- Consigne:
Reproduisez fidèlement, ligne par ligne, l'ensemble des enregistrements ci-dessous, en laissant les images de côté dans votre réponse.

- Enregistrements fournis:

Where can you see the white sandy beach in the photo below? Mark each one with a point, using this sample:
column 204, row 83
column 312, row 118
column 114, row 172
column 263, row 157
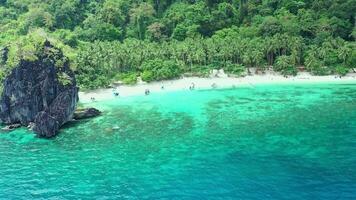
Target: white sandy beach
column 207, row 83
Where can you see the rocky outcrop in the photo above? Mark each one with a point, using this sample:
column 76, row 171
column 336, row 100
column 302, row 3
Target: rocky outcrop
column 43, row 91
column 86, row 113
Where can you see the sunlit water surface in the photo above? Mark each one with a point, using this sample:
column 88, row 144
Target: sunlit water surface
column 266, row 142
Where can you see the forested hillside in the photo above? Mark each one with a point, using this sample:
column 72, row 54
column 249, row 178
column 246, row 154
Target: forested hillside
column 109, row 40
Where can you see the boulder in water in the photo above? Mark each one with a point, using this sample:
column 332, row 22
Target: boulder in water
column 86, row 113
column 41, row 90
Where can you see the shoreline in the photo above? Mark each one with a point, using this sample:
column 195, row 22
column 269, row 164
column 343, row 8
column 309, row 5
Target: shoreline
column 207, row 83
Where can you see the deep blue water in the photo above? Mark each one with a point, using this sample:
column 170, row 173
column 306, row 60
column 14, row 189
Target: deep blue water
column 267, row 142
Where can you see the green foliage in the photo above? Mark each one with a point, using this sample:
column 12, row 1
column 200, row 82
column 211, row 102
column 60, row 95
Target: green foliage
column 64, row 79
column 127, row 78
column 108, row 40
column 286, row 65
column 341, row 70
column 236, row 69
column 158, row 69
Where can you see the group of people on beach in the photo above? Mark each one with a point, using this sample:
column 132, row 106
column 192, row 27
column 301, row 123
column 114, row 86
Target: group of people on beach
column 148, row 92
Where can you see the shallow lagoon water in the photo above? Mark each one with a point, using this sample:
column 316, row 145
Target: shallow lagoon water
column 266, row 142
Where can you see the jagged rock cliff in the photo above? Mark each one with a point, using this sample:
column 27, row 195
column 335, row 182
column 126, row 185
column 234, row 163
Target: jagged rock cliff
column 42, row 91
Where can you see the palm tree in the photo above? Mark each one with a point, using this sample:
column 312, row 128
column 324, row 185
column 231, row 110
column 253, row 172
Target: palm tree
column 139, row 15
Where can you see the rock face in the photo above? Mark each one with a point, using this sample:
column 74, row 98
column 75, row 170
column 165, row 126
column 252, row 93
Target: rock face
column 43, row 91
column 86, row 113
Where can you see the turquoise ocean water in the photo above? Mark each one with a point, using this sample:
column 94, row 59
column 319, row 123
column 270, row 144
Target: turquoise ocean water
column 266, row 142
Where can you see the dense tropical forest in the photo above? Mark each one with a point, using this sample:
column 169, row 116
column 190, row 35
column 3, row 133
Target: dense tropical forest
column 111, row 40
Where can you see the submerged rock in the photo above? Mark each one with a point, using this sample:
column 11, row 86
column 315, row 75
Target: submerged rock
column 86, row 113
column 42, row 91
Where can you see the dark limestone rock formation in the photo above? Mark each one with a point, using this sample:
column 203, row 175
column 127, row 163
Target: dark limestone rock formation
column 43, row 91
column 86, row 113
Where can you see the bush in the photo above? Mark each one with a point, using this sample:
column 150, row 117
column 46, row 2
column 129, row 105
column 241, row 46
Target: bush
column 236, row 69
column 127, row 78
column 285, row 65
column 158, row 69
column 316, row 66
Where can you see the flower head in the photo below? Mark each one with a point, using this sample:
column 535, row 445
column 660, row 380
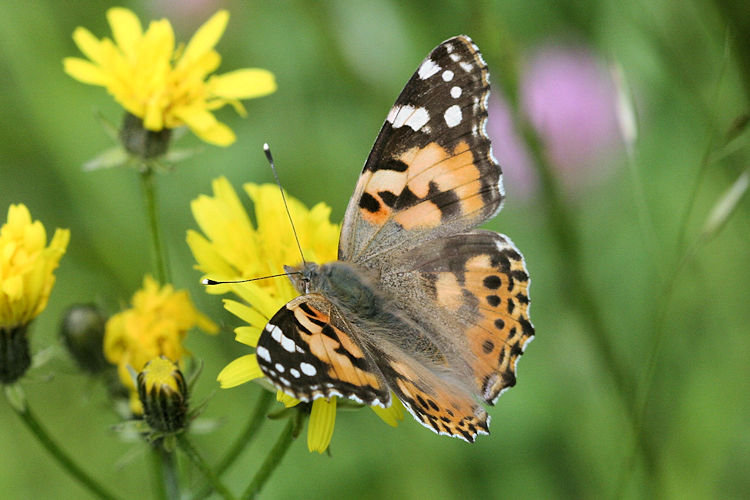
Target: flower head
column 155, row 326
column 26, row 280
column 233, row 247
column 26, row 266
column 164, row 86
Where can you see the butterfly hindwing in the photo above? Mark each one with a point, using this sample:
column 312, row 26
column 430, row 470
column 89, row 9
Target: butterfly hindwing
column 431, row 172
column 471, row 291
column 306, row 356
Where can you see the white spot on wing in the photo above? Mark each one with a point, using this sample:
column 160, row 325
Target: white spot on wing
column 275, row 332
column 263, row 353
column 287, row 343
column 392, row 114
column 427, row 69
column 412, row 117
column 453, row 116
column 468, row 67
column 308, row 369
column 417, row 119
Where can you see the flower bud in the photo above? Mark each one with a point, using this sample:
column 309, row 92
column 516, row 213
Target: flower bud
column 82, row 330
column 163, row 393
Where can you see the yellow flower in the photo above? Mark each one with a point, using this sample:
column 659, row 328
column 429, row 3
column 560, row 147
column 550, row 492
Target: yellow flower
column 234, row 248
column 155, row 326
column 163, row 394
column 26, row 267
column 26, row 280
column 167, row 88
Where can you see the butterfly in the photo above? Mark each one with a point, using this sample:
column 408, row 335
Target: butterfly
column 419, row 304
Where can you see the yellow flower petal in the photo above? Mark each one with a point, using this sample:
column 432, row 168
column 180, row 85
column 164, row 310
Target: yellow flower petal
column 204, row 124
column 320, row 428
column 155, row 325
column 206, row 38
column 286, row 400
column 164, row 86
column 239, row 371
column 126, row 30
column 89, row 45
column 248, row 335
column 243, row 84
column 27, row 264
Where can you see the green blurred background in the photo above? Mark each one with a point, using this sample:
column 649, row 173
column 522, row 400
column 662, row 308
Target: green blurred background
column 599, row 268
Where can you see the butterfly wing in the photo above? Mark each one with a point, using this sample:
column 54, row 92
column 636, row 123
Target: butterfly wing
column 469, row 291
column 431, row 172
column 306, row 352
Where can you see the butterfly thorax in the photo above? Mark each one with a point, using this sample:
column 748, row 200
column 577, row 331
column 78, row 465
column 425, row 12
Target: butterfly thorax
column 349, row 287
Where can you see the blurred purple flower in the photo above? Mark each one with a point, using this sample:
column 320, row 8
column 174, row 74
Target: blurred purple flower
column 569, row 97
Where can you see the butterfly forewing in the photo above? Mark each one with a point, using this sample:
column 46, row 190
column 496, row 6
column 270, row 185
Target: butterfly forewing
column 306, row 356
column 431, row 172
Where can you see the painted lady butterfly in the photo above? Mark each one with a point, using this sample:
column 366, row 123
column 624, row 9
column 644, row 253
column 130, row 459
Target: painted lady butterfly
column 419, row 303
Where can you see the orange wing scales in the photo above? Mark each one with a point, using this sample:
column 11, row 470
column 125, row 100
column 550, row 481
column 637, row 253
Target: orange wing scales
column 481, row 284
column 305, row 356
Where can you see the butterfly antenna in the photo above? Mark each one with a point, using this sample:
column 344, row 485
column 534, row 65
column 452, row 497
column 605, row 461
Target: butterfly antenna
column 207, row 281
column 269, row 157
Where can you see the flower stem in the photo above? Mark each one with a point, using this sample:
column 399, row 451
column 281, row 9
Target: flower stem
column 67, row 463
column 243, row 440
column 157, row 467
column 158, row 255
column 187, row 447
column 169, row 473
column 251, row 430
column 274, row 457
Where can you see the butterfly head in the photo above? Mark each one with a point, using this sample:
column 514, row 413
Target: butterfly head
column 304, row 277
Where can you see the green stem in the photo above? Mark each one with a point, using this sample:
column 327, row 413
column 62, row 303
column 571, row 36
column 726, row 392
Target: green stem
column 264, row 402
column 251, row 430
column 274, row 457
column 187, row 447
column 67, row 463
column 158, row 255
column 170, row 477
column 157, row 467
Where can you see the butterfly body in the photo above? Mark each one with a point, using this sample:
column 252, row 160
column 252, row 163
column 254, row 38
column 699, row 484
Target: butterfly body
column 419, row 304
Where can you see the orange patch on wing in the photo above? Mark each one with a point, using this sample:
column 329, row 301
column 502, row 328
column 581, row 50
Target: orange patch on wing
column 438, row 407
column 448, row 291
column 324, row 348
column 449, row 171
column 497, row 336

- Réponse attendue:
Where can you see the white sandy beach in the photo below? Mark each one with a point, using this sample:
column 204, row 83
column 312, row 118
column 114, row 172
column 263, row 157
Target: white sandy beach
column 207, row 83
Where can you see the rocky outcrop in the photo above? Mark each one with a point, using this sample:
column 76, row 171
column 336, row 100
column 302, row 3
Target: rocky outcrop
column 43, row 91
column 86, row 113
Where can you see the sunlit water surface in the photo above? Mark each one with a point, using this sample:
column 88, row 144
Target: sunlit water surface
column 266, row 142
Where can you see the forested hillside in the photo above? Mark each one with a point, using this sample:
column 72, row 54
column 249, row 178
column 246, row 154
Target: forested hillside
column 109, row 40
Where can you see the boulder in water in the photo above? Mark each one with a point, using this sample:
column 332, row 22
Target: boulder in water
column 86, row 113
column 41, row 90
Where can you see the shoreline in the photo above? Mark each one with a point, using this sample:
column 195, row 22
column 269, row 164
column 343, row 8
column 309, row 5
Target: shoreline
column 207, row 83
Where can you see the deep blue water in the photo above? Mark each one with a point, using this sample:
column 170, row 173
column 306, row 60
column 14, row 189
Target: deep blue water
column 267, row 142
Where can you see the green foliage in the photo above? Mark each one with a point, using this sample:
column 12, row 1
column 200, row 82
column 211, row 102
column 60, row 95
Target: green foliage
column 64, row 79
column 127, row 78
column 108, row 40
column 286, row 65
column 341, row 70
column 236, row 69
column 158, row 69
Where can you see the group of people on beach in the photo above? Mark each one with a point, using this sample:
column 132, row 106
column 192, row 27
column 301, row 123
column 114, row 86
Target: group of people on beach
column 148, row 92
Where can you see the shallow lagoon water in the photo above? Mark each one with a point, using this sample:
column 316, row 145
Target: shallow lagoon water
column 266, row 142
Where can you see the jagged rock cliff in the photo above? Mark each one with a point, using this sample:
column 27, row 195
column 335, row 182
column 126, row 185
column 234, row 163
Target: jagged rock cliff
column 42, row 91
Where can you see the palm tree in the photo above? Mark each one with a point, using this sample:
column 312, row 128
column 324, row 185
column 231, row 110
column 253, row 172
Target: palm tree
column 139, row 15
Where can you see the rock face in the photo above? Mark each one with a point, using this sample:
column 74, row 98
column 75, row 170
column 165, row 126
column 252, row 93
Target: rock face
column 43, row 91
column 86, row 113
Where can you see the turquoise ocean water in the photo above? Mark each one with a point, using this sample:
column 94, row 59
column 319, row 123
column 270, row 144
Target: turquoise ocean water
column 266, row 142
Where can you see the dense tropical forest in the photo above? Mark each one with a point, using this sample:
column 169, row 116
column 190, row 35
column 3, row 133
Target: dense tropical forest
column 111, row 40
Where can you see the submerged rock in the photo above? Mark each one with a point, using this sample:
column 11, row 86
column 315, row 75
Target: submerged rock
column 86, row 113
column 42, row 91
Where can you see the dark limestone rock formation in the photo above? Mark each one with a point, using this sample:
column 203, row 175
column 127, row 163
Target: dark limestone rock formation
column 43, row 91
column 86, row 113
Where can you see the bush in the photo above? Mark each one with a point, using this sample:
column 150, row 117
column 46, row 2
column 129, row 105
column 241, row 46
Target: bush
column 236, row 69
column 127, row 78
column 285, row 65
column 158, row 69
column 316, row 66
Where can you see the flower head in the photo below? Mark each one with a point, using this sample:
column 535, row 445
column 660, row 380
Target: flower head
column 155, row 326
column 26, row 280
column 233, row 247
column 26, row 266
column 164, row 86
Where can you see the butterfly hindwing in the photo above? Mark each one with a point, using this sample:
column 312, row 26
column 430, row 470
column 89, row 9
Target: butterfly hindwing
column 431, row 172
column 471, row 291
column 306, row 356
Where can you see the white spot on wing in the photo above? Mark each one with a point, using this sample:
column 160, row 325
Target: white spot on wing
column 275, row 332
column 263, row 353
column 287, row 343
column 392, row 114
column 427, row 69
column 412, row 117
column 453, row 116
column 468, row 67
column 308, row 369
column 417, row 119
Where can you see the flower bud in the photo above? Mark each one with a point, using this sample:
column 309, row 92
column 516, row 213
Target: flower bud
column 82, row 330
column 163, row 393
Where can you see the yellow flower in the photo above? Mark each one with a point, using this sample:
column 659, row 328
column 429, row 3
column 560, row 147
column 550, row 492
Target: yellow flower
column 234, row 248
column 155, row 326
column 163, row 394
column 26, row 267
column 26, row 280
column 167, row 88
Where can you see the butterfly in the photo above? Mark each one with a point, using this sample:
column 408, row 335
Target: butterfly
column 419, row 304
Where can you see the yellow flower petal in the photo above? Mark each one with a point, using this sample:
column 432, row 168
column 180, row 85
column 164, row 310
Target: yellow flower petal
column 204, row 124
column 320, row 428
column 155, row 325
column 206, row 38
column 286, row 400
column 164, row 86
column 239, row 371
column 126, row 30
column 89, row 45
column 248, row 335
column 243, row 84
column 27, row 264
Where can you see the green blurred background in the photo above? Mark each one with a point, using this sample:
column 649, row 173
column 522, row 400
column 662, row 308
Target: green blurred background
column 599, row 268
Where can you see the butterfly wing in the photo above? Mark each one with a point, using this sample:
column 54, row 92
column 636, row 123
Target: butterfly wing
column 469, row 291
column 431, row 172
column 306, row 352
Where can you see the butterfly thorax in the photo above? Mark each one with a point, using this sample:
column 748, row 200
column 577, row 331
column 78, row 465
column 425, row 12
Target: butterfly thorax
column 349, row 287
Where can you see the blurred purple flower in the photo above? Mark each one with a point, using this sample:
column 320, row 8
column 174, row 74
Target: blurred purple flower
column 569, row 97
Where can you see the butterfly forewing in the photo above? Mark each one with a point, using this sample:
column 46, row 190
column 496, row 6
column 270, row 185
Target: butterfly forewing
column 306, row 356
column 431, row 172
Where can you see the painted lady butterfly in the photo above? Mark each one with a point, using this sample:
column 366, row 123
column 624, row 9
column 644, row 253
column 130, row 459
Target: painted lady butterfly
column 419, row 303
Where can you see the orange wing scales in the photo above? Mark each one with a point, using this sample:
column 11, row 470
column 125, row 100
column 550, row 481
column 637, row 253
Target: orange wing scales
column 481, row 284
column 305, row 356
Where can you see the butterfly antenna in the photo above? Mark each one with a point, using this sample:
column 344, row 485
column 534, row 65
column 452, row 497
column 605, row 461
Target: butterfly antenna
column 207, row 281
column 269, row 157
Where can you see the flower stem in the photo above? Mark each one with a point, using this sample:
column 399, row 451
column 281, row 9
Target: flower stem
column 67, row 463
column 243, row 440
column 157, row 467
column 158, row 255
column 187, row 447
column 169, row 473
column 251, row 430
column 274, row 457
Where can you see the butterfly head in the photo above? Mark each one with a point, using this sample:
column 514, row 413
Target: butterfly head
column 304, row 277
Where can you see the green stem in the photo above? Mark each one with a point, using this sample:
column 327, row 413
column 62, row 303
column 571, row 36
column 726, row 392
Target: green stem
column 264, row 402
column 251, row 430
column 274, row 457
column 187, row 447
column 67, row 463
column 158, row 255
column 170, row 477
column 157, row 467
Where can you see the butterfly body in the photo above? Mark each one with a point, using this sample:
column 252, row 160
column 252, row 163
column 254, row 38
column 699, row 484
Target: butterfly body
column 419, row 304
Where can you see the orange patch on wing in the photo above? Mark each one with a point, using this sample:
column 329, row 301
column 502, row 328
column 581, row 50
Target: orange patch on wing
column 438, row 407
column 448, row 291
column 324, row 348
column 449, row 171
column 497, row 336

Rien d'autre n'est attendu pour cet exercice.